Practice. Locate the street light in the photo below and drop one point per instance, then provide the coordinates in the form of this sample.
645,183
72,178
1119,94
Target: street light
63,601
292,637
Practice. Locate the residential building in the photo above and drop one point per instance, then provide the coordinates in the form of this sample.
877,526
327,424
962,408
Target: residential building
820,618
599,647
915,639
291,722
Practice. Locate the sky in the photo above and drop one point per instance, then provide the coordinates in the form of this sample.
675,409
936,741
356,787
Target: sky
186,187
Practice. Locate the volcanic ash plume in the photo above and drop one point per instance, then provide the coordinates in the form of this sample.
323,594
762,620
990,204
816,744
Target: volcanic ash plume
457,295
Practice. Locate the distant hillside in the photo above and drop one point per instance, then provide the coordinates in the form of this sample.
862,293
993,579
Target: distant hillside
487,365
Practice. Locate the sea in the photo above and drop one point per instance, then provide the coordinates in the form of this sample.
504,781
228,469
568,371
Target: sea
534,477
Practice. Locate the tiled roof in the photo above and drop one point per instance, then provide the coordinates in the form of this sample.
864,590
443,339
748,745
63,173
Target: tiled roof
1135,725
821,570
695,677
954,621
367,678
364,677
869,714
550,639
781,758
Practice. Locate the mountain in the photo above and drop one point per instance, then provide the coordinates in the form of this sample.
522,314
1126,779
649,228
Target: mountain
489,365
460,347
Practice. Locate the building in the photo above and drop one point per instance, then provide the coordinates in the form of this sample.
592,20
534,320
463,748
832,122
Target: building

- _PROBLEM DETAILS_
Search the entries for the word "sample". Copy every line where it occurs.

- _TASK OUTPUT_
Practice. Locate the street light in the photo below and drop one point per instance, then provide the coordinates in the form of this sample.
Practice. Locate the residential building in the photo above and drop one point per instance, then provide the coordinates in the form of this sample.
Practice. Locate the sky in the photo above and drop one point per instance, then provide the coordinates in the form of this sample.
Practice. Locate the volcanic ash plume in the photo above and drop one point per instance, then provide the coordinates in the form of this sample.
Practice. Locate the distant hillside in the photo above and drop one point per instance, then provide the coordinates in the form of this sample.
Practice. Locate the sea in the photo above and drop one point per instance, then provide the coordinates in the form of this sample.
Practice. Locate the tiled roof in the photo above and drop one point per instance, then provide the coordinates in the form of this sample.
Practice. Locate the mountain in the photo above and drop one point per instance, then provide the coordinates in the form of this sample.
Practice. Locate the building in the photo above and drop one point per instance, then provide the coordinates in the form of this sample.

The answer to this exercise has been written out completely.